## START Stored data
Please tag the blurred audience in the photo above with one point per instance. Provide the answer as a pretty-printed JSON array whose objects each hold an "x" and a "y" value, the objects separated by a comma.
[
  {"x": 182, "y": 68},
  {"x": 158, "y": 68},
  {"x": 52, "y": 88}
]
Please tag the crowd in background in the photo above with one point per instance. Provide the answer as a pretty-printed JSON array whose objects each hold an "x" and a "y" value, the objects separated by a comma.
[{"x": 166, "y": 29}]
## END Stored data
- _Request_: Rewrite the whole listing above, requests included, and offset every x and y coordinate in the answers by adding 142.

- _Reply_:
Please tag the blurred audience in the photo above with one point per instance. Provide the answer as a pretty-printed JSON array whose objects each hold an "x" and a "y" value, the objects separated by a comma.
[
  {"x": 324, "y": 210},
  {"x": 300, "y": 210},
  {"x": 194, "y": 230}
]
Please tag the crowd in background in the photo above with one point per instance. Provide the answer as a pretty-printed JSON array whose objects each hold an "x" and a "y" value, the objects separated by a comma.
[{"x": 308, "y": 171}]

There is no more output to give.